* Provided records
%%
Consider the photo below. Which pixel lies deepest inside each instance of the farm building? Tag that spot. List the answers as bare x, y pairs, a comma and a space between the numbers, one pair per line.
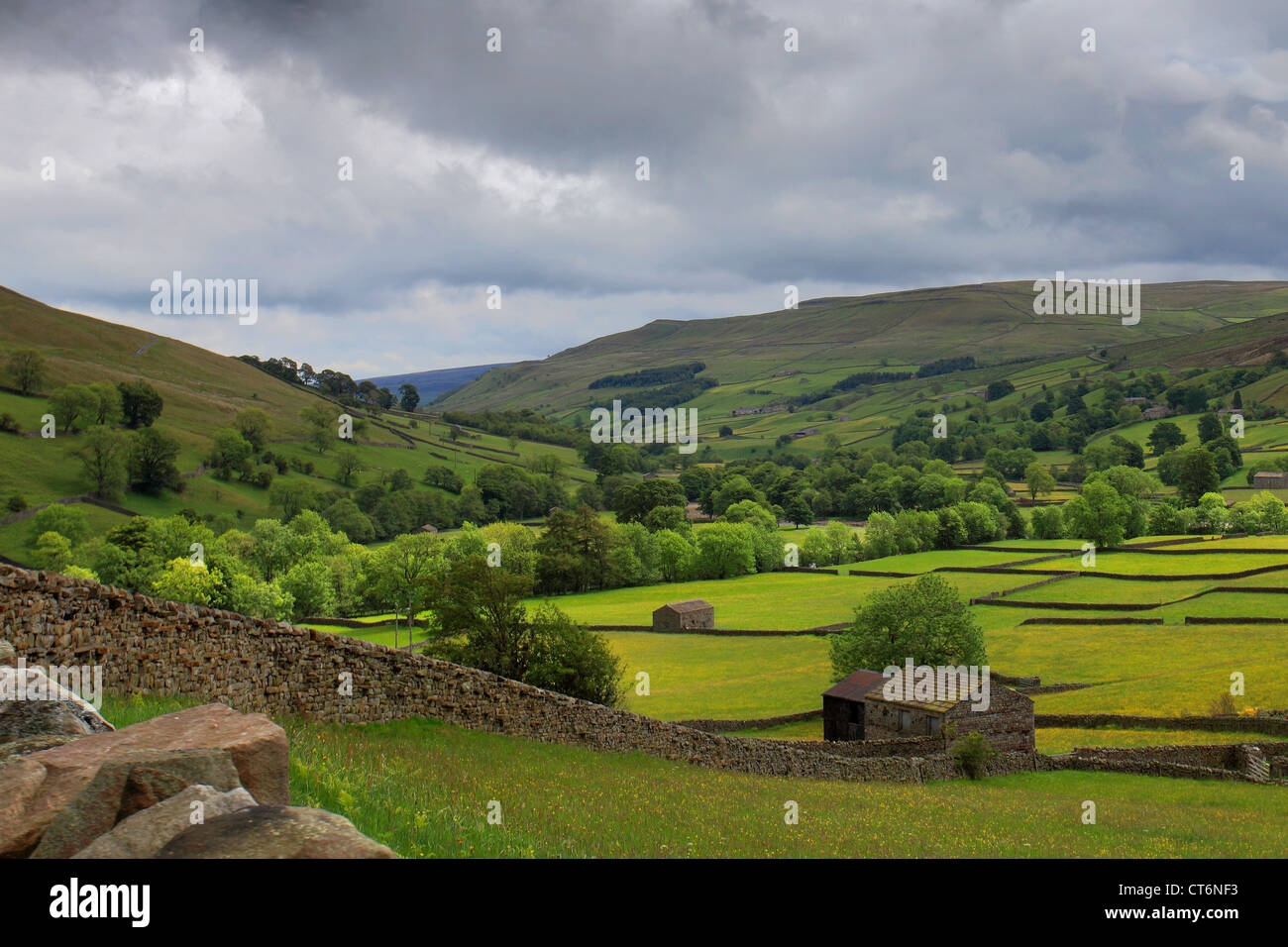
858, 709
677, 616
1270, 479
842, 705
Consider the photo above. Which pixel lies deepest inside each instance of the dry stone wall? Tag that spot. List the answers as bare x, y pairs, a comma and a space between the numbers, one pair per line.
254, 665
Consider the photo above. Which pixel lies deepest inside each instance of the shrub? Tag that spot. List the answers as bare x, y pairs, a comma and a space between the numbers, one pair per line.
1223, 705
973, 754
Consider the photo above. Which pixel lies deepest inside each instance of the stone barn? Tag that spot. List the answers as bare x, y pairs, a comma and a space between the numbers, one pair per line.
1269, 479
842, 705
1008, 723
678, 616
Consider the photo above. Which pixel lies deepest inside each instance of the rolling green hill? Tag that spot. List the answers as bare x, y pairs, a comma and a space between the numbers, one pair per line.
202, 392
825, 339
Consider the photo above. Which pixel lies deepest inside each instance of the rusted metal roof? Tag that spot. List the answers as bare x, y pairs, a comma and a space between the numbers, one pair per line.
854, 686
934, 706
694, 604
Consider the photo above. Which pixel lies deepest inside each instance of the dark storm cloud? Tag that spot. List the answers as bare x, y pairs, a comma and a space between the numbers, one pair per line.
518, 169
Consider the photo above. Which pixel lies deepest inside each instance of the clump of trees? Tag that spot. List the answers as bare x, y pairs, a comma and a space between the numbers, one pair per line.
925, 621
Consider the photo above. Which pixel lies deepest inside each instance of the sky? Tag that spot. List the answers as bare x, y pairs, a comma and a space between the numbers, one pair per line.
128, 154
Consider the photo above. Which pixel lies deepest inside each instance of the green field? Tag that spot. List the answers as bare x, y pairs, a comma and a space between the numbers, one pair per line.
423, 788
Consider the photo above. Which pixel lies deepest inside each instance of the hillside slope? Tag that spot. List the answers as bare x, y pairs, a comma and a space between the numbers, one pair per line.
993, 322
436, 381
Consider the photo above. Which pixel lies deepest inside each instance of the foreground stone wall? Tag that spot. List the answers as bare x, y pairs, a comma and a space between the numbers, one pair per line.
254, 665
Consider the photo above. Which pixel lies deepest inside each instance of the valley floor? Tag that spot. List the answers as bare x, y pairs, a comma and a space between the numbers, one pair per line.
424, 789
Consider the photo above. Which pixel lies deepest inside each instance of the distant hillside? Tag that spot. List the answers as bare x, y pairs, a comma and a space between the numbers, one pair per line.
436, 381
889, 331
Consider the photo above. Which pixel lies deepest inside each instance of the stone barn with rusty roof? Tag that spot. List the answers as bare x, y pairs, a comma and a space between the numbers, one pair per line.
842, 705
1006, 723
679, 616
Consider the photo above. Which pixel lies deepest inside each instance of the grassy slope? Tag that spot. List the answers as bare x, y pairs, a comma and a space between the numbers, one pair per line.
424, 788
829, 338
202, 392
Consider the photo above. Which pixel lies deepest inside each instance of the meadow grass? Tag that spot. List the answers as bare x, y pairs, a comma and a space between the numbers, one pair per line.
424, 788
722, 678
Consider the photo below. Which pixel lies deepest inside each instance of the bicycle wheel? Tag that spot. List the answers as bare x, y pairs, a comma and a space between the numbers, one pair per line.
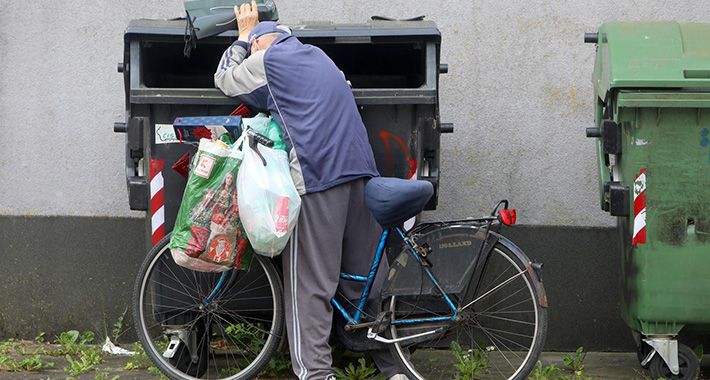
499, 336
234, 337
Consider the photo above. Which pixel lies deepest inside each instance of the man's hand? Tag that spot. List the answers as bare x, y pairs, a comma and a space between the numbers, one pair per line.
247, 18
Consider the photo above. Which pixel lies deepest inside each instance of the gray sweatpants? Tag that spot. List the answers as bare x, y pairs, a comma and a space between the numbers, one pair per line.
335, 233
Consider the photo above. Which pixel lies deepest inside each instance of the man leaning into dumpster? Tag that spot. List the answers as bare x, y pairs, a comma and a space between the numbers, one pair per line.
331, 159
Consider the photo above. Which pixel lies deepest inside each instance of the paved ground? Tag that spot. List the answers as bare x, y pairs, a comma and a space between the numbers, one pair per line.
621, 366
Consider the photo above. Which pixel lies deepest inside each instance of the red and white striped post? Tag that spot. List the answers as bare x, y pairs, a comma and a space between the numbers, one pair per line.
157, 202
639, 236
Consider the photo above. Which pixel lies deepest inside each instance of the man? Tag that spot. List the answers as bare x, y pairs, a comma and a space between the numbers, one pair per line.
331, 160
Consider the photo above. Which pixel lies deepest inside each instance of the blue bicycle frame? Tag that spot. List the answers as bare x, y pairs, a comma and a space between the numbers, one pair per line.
%%
%%
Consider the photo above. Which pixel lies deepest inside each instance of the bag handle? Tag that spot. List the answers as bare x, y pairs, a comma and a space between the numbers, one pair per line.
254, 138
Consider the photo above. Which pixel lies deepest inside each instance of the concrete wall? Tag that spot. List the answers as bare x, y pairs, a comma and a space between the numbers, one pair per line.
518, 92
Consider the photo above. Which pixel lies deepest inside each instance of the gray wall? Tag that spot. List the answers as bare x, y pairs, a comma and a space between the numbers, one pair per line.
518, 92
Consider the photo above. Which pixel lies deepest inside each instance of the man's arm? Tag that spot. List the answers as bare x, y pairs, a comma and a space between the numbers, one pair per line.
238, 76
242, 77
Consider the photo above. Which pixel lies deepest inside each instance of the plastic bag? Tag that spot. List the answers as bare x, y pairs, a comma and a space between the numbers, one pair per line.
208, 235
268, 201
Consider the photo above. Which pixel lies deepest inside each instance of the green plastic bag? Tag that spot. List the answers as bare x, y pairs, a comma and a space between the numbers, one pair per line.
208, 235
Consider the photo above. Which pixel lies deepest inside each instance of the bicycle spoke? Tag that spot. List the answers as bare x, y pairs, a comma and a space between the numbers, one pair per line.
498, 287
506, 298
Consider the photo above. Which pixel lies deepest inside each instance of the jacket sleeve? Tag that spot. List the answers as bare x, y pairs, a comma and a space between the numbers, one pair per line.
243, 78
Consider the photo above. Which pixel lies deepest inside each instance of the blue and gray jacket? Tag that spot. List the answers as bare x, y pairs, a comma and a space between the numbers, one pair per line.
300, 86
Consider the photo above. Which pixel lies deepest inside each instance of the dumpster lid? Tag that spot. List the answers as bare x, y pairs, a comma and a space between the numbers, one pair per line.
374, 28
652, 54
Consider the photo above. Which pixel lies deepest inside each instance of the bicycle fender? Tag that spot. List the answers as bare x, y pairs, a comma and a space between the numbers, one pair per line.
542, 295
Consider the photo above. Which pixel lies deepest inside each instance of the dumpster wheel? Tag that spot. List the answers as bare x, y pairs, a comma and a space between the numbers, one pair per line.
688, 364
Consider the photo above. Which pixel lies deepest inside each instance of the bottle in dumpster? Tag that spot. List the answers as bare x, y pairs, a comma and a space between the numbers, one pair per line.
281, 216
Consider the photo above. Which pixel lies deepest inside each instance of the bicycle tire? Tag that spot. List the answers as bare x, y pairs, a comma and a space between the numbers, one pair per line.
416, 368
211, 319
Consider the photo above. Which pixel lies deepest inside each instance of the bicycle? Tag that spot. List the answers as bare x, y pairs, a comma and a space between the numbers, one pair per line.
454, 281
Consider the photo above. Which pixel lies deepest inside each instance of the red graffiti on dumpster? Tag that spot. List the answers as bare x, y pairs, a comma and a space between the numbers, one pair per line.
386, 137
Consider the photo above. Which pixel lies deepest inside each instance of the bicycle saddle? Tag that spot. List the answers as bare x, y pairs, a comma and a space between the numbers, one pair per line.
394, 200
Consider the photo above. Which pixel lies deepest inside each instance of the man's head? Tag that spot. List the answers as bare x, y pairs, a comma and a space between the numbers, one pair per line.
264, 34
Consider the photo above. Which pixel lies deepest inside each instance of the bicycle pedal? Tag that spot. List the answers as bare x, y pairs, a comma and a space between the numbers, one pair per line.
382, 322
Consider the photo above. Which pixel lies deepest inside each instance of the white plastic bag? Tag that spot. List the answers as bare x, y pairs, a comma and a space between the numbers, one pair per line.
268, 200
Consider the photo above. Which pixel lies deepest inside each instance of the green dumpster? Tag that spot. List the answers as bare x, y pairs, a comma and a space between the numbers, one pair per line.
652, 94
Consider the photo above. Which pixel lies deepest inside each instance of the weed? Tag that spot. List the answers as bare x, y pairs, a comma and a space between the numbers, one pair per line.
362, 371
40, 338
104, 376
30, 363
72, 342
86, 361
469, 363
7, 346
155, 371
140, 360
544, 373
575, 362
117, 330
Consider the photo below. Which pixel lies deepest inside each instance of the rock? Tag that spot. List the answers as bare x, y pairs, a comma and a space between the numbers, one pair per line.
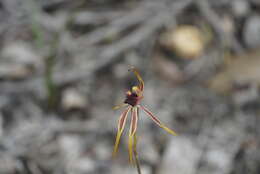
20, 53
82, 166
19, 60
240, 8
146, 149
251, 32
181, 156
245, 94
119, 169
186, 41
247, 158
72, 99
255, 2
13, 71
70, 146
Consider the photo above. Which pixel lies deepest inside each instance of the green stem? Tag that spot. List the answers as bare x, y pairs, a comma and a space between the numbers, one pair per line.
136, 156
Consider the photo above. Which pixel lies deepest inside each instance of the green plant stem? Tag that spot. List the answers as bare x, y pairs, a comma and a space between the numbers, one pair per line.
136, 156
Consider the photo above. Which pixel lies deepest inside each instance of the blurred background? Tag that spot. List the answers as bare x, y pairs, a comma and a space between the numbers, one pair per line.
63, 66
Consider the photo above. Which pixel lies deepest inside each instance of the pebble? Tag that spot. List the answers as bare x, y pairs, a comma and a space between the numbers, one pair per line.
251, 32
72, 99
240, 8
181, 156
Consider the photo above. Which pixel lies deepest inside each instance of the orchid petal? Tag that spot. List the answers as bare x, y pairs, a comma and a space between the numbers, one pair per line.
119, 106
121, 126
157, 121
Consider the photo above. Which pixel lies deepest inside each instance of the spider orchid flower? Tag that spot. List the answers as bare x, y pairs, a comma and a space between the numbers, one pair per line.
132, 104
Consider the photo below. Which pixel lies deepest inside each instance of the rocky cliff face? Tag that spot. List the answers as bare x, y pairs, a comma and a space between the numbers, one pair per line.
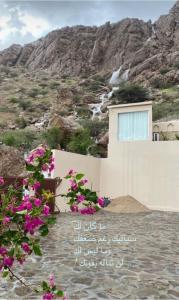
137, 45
%%
* Problem description
Express the listing from the line containing "of the man?" through the line containing "the blue bicycle" as a JSON list of strings, one string per line and no blank lines.

* Task response
[
  "Consider the photo above. Which pixel lies deepest inside each instance of the man? Tag that spot. List the answers as bare x, y pairs, a comma and a space between the numbers, one pair per line.",
  "331, 160",
  "Consider the photo above. Which pixel lies deepest inside each instance of the blue bicycle frame? Tag that spot. List the answers as bare x, y pairs, a comma and a space between the numbers, one pair per line."
]